ACTIVITY
Every line of the listing that contains the word "serrated" is to be copied out.

◇ ◇ ◇ ◇ ◇ ◇ ◇

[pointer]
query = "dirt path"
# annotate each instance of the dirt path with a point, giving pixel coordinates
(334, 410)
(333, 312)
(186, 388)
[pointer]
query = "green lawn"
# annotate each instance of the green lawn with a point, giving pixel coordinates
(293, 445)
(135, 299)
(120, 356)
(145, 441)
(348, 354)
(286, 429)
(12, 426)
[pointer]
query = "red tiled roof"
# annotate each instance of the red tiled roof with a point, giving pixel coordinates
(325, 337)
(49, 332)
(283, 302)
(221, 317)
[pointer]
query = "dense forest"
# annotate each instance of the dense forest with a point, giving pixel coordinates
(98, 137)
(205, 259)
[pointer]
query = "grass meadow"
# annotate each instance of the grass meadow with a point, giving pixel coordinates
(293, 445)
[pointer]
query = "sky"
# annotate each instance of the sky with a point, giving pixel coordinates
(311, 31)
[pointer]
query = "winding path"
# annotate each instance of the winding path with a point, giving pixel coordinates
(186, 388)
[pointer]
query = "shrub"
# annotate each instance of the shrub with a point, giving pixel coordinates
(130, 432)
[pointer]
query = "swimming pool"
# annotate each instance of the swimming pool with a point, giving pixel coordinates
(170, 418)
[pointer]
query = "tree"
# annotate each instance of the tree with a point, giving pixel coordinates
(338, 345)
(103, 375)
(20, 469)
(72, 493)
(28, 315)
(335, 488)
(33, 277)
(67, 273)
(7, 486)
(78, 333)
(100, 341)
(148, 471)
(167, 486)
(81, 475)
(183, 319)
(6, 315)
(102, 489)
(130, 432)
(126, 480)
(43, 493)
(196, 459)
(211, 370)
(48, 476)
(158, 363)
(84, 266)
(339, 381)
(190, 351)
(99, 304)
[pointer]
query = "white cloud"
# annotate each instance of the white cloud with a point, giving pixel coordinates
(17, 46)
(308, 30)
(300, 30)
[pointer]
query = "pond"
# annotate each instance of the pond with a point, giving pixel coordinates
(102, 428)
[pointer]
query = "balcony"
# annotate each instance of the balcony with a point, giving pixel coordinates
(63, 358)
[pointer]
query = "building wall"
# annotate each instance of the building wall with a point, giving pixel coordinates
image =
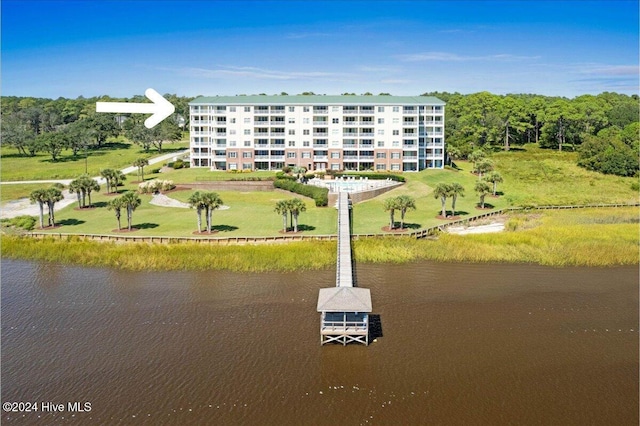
(338, 136)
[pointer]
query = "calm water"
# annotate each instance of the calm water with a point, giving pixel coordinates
(461, 344)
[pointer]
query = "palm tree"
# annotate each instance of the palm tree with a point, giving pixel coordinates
(116, 179)
(296, 206)
(455, 190)
(140, 163)
(442, 191)
(130, 201)
(39, 196)
(53, 195)
(211, 201)
(116, 205)
(482, 189)
(282, 208)
(391, 205)
(404, 203)
(195, 200)
(76, 187)
(495, 178)
(484, 165)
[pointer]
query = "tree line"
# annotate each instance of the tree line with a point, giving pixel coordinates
(33, 125)
(603, 129)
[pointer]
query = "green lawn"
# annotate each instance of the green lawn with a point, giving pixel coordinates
(532, 177)
(115, 154)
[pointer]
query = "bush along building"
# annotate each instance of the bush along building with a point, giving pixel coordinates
(379, 133)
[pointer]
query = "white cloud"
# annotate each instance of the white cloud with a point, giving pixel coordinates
(258, 73)
(454, 57)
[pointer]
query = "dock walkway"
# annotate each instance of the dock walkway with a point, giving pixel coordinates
(344, 308)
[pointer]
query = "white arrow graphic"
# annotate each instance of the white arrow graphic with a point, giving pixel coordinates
(160, 108)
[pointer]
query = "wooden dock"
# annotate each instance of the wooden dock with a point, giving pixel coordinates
(344, 309)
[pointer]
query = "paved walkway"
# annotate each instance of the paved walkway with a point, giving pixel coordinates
(23, 206)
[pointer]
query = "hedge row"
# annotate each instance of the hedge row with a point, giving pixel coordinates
(319, 195)
(378, 176)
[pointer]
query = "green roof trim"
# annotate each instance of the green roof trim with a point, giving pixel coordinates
(317, 100)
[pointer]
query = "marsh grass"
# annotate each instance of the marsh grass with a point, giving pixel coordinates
(178, 256)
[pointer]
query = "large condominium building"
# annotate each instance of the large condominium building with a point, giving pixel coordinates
(396, 133)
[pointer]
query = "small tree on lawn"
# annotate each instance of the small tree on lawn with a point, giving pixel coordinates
(296, 206)
(140, 163)
(483, 166)
(117, 205)
(404, 203)
(391, 205)
(75, 186)
(482, 189)
(53, 195)
(494, 178)
(89, 185)
(442, 191)
(476, 156)
(39, 196)
(107, 174)
(211, 201)
(282, 208)
(455, 190)
(196, 201)
(130, 201)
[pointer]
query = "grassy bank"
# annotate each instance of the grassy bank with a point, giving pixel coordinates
(590, 237)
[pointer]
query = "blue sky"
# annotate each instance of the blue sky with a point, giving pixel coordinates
(120, 48)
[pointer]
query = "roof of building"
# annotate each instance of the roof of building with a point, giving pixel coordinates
(344, 299)
(317, 100)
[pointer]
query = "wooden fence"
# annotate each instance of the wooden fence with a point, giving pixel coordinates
(421, 233)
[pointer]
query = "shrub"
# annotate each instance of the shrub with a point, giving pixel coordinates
(319, 195)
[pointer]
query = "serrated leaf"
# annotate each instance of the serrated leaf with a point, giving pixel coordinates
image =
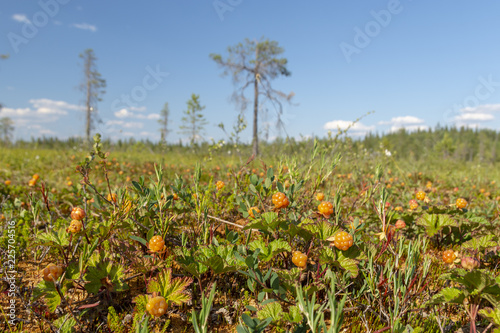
(350, 265)
(493, 315)
(271, 310)
(433, 223)
(105, 274)
(321, 229)
(480, 243)
(171, 289)
(66, 324)
(139, 239)
(448, 295)
(49, 292)
(293, 315)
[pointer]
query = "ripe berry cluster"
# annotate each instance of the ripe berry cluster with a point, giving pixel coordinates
(343, 241)
(413, 204)
(280, 200)
(220, 185)
(420, 195)
(449, 256)
(299, 259)
(156, 244)
(75, 226)
(326, 208)
(52, 272)
(77, 213)
(461, 203)
(251, 211)
(157, 306)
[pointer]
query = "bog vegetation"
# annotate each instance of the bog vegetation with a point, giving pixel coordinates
(398, 233)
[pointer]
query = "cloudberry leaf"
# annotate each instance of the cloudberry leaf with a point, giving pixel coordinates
(448, 295)
(271, 310)
(48, 290)
(105, 274)
(493, 315)
(171, 289)
(480, 243)
(348, 264)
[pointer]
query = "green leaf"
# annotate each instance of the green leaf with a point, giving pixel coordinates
(271, 310)
(321, 229)
(448, 295)
(107, 275)
(171, 289)
(350, 265)
(293, 315)
(480, 243)
(139, 239)
(433, 223)
(66, 324)
(493, 315)
(49, 292)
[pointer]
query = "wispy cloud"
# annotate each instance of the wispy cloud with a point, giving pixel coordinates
(403, 120)
(85, 26)
(43, 109)
(21, 18)
(473, 116)
(355, 128)
(124, 113)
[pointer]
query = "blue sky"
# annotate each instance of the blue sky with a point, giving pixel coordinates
(415, 63)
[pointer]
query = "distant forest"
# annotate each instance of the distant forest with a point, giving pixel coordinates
(460, 144)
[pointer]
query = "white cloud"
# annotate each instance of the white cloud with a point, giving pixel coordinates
(46, 132)
(354, 128)
(85, 26)
(41, 110)
(409, 128)
(21, 18)
(124, 113)
(480, 113)
(475, 117)
(484, 108)
(138, 108)
(404, 120)
(125, 124)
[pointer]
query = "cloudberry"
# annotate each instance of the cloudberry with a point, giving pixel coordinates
(251, 211)
(461, 203)
(413, 204)
(449, 256)
(77, 213)
(112, 197)
(280, 200)
(470, 263)
(157, 306)
(343, 240)
(420, 195)
(299, 259)
(156, 243)
(400, 224)
(220, 184)
(52, 272)
(75, 226)
(326, 208)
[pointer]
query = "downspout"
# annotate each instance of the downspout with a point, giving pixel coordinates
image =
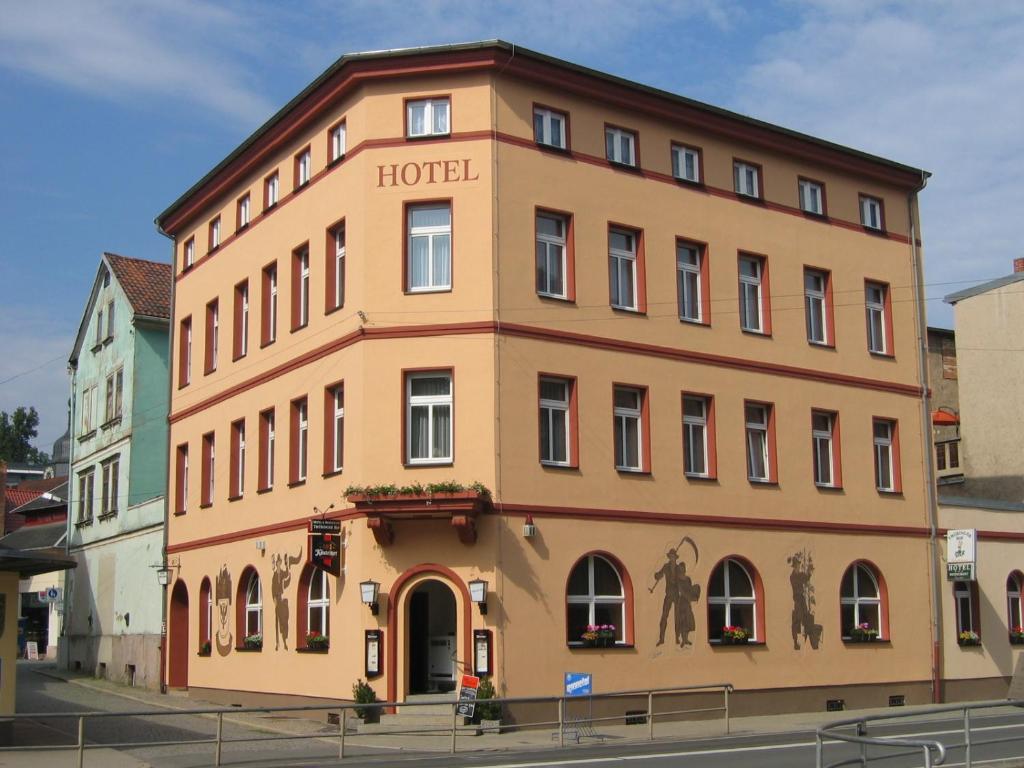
(927, 443)
(167, 488)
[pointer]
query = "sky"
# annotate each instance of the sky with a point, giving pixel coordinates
(110, 110)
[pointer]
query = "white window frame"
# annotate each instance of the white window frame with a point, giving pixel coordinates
(554, 248)
(680, 155)
(592, 599)
(812, 198)
(430, 233)
(429, 107)
(757, 441)
(627, 420)
(545, 129)
(431, 402)
(884, 454)
(822, 445)
(752, 292)
(695, 436)
(870, 212)
(815, 306)
(728, 599)
(549, 408)
(747, 179)
(875, 309)
(688, 283)
(861, 602)
(617, 143)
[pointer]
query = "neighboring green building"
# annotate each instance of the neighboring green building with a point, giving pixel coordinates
(118, 473)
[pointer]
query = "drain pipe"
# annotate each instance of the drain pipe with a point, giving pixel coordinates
(928, 448)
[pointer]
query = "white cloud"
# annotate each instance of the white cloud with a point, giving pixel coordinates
(180, 49)
(936, 85)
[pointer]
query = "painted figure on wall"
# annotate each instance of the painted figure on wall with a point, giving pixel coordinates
(223, 598)
(680, 594)
(803, 600)
(282, 579)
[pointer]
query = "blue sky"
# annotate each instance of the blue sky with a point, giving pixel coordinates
(111, 110)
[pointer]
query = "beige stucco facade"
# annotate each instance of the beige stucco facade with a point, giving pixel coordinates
(496, 338)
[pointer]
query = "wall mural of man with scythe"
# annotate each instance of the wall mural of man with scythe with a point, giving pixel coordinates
(680, 593)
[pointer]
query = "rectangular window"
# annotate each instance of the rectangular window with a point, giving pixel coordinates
(243, 214)
(623, 268)
(237, 481)
(271, 190)
(299, 448)
(215, 233)
(556, 424)
(86, 491)
(334, 428)
(429, 247)
(428, 418)
(753, 294)
(630, 429)
(879, 318)
(207, 473)
(240, 337)
(303, 168)
(300, 288)
(747, 179)
(691, 283)
(812, 197)
(824, 444)
(428, 117)
(184, 352)
(551, 255)
(620, 145)
(871, 213)
(887, 474)
(760, 441)
(686, 163)
(817, 306)
(212, 335)
(181, 480)
(268, 308)
(698, 436)
(266, 449)
(549, 127)
(338, 139)
(109, 499)
(335, 272)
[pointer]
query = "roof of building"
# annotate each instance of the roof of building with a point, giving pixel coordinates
(509, 54)
(147, 284)
(983, 288)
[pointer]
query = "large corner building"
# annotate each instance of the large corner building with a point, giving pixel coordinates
(679, 348)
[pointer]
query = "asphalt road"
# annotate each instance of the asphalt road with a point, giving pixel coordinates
(38, 693)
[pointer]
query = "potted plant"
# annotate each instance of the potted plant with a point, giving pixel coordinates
(316, 641)
(734, 635)
(969, 638)
(363, 693)
(863, 633)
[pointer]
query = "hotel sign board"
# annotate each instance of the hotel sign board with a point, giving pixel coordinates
(962, 561)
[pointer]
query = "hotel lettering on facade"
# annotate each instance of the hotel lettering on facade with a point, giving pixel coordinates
(678, 347)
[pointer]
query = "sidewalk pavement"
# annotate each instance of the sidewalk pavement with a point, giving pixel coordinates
(313, 727)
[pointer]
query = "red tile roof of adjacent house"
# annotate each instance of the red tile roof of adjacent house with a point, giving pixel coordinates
(147, 284)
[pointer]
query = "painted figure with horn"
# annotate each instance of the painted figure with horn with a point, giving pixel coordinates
(680, 594)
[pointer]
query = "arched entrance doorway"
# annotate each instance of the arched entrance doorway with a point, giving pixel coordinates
(177, 660)
(431, 629)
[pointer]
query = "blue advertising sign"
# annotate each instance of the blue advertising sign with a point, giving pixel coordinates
(579, 684)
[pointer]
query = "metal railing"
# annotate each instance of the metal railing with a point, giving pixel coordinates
(932, 751)
(219, 739)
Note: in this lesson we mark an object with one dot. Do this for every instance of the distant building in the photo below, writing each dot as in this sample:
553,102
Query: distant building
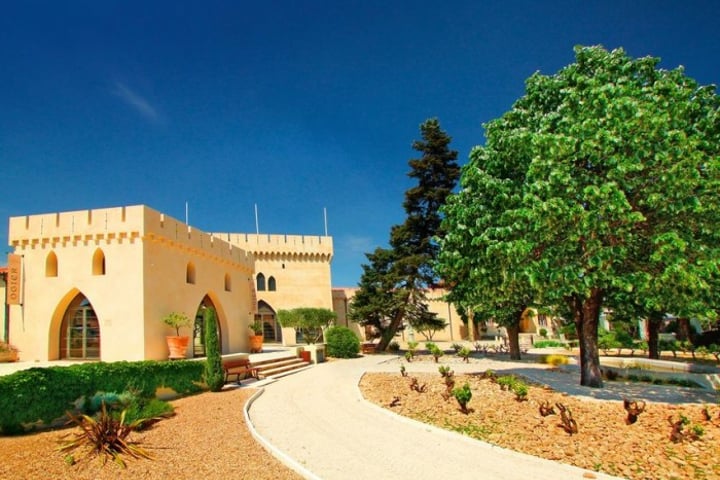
456,329
95,284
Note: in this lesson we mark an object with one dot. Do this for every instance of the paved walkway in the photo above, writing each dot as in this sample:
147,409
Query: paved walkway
318,423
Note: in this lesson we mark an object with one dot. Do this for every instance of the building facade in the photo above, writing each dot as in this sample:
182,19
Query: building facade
95,284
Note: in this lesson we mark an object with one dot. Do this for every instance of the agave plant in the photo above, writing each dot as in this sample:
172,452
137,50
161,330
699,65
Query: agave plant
105,436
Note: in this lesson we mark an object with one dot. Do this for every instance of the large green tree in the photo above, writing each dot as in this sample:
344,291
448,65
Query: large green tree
482,253
619,198
392,286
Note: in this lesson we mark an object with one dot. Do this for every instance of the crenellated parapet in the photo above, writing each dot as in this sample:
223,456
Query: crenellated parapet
283,247
71,228
121,225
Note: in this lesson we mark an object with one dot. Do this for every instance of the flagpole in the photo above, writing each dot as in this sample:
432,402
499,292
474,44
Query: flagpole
325,217
257,225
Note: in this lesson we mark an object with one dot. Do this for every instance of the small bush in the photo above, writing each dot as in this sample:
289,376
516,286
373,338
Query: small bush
506,382
436,352
463,396
520,389
555,360
464,353
341,342
105,435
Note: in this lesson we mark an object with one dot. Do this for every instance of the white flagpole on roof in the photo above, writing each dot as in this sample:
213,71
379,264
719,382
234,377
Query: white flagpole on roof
257,225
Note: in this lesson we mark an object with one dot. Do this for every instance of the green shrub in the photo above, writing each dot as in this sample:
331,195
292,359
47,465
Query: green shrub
142,410
548,344
341,342
436,352
43,395
463,396
554,360
214,374
464,353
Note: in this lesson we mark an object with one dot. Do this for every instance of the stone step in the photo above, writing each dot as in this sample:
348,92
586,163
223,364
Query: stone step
279,366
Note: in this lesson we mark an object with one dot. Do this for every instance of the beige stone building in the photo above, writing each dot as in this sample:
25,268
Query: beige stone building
95,284
455,330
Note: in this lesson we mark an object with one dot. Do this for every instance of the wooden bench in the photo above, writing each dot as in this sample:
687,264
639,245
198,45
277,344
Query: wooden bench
238,367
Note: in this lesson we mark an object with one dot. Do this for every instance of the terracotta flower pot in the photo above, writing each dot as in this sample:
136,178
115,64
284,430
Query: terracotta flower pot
177,346
8,356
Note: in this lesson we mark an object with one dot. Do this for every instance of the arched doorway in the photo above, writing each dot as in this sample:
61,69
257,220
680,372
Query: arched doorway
199,327
272,330
80,331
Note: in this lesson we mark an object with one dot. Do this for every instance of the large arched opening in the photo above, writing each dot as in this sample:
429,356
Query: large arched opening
199,327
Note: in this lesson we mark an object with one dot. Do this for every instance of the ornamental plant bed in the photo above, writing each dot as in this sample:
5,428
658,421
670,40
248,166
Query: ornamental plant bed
604,441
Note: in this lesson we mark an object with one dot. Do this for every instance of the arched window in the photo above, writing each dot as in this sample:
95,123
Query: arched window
190,273
80,331
51,265
98,262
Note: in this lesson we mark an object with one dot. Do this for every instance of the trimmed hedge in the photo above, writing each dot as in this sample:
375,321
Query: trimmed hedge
341,342
40,396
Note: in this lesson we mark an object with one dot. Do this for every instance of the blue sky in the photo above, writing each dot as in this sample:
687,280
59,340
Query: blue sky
295,106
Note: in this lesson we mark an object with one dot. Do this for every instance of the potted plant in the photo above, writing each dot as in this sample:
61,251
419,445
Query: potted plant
310,322
256,338
177,344
8,352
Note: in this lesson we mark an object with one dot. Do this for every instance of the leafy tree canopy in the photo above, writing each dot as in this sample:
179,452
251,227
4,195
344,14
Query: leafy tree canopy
599,184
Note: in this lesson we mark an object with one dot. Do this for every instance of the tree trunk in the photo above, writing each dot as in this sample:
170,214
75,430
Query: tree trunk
653,330
587,319
389,332
471,325
684,329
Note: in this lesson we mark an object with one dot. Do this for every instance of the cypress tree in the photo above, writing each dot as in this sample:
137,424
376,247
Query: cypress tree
214,376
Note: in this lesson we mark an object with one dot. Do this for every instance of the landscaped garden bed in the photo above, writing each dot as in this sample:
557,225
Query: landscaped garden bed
604,441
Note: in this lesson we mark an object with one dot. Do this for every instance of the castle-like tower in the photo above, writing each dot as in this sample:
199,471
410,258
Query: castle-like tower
96,283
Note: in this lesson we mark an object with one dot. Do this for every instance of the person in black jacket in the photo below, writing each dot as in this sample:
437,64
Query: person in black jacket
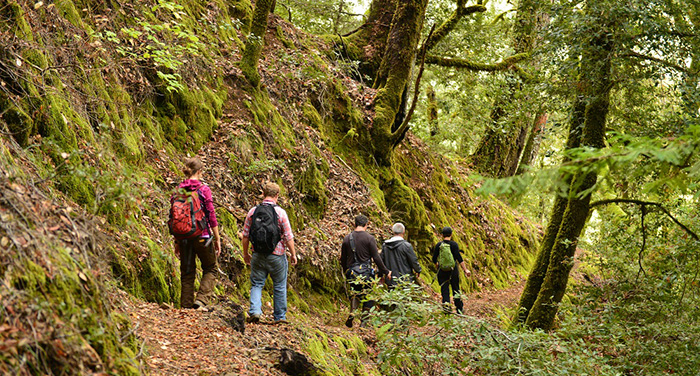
450,278
399,257
360,259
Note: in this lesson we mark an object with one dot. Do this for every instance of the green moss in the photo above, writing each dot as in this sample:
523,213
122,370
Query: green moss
283,38
70,13
312,184
19,124
35,57
18,24
243,11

◇ ◇ ◇ ◇ ◇ ◇ ◇

RESPONSE TO THE EXERCISE
query = "serrated leaf"
# annotate each instance of the serrated leaf with a point, giving pixel coordinates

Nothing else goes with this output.